[INSTRUCTIONS TO FOLLOW]: Copy every line that contains the string "instance" from the entries below.

[EXERCISE MATERIALS Boundary: Start]

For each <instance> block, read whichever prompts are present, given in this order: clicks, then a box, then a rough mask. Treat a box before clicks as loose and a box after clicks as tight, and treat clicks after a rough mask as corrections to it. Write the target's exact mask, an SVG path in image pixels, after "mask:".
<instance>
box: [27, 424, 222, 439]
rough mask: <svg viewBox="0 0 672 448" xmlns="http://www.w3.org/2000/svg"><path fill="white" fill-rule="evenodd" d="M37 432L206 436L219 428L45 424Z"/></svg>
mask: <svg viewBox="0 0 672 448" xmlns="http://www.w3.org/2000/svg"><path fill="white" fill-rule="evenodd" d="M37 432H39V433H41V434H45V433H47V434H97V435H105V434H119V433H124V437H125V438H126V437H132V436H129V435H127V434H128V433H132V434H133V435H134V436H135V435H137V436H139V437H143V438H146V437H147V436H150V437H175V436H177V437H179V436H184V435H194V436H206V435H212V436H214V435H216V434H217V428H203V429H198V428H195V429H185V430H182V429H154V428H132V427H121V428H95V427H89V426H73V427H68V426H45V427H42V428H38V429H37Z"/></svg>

[EXERCISE MATERIALS Boundary: End]

[SOLUTION FOR THIS TASK]:
For each <instance> block, read whichever prompts are present, given in this order: clicks, then a box, then a rough mask. Treat a box before clicks as loose and a box after clicks as tight, and treat clicks after a rough mask as corrections to it. Write the target's exact mask, an SVG path in image pixels, after "mask:".
<instance>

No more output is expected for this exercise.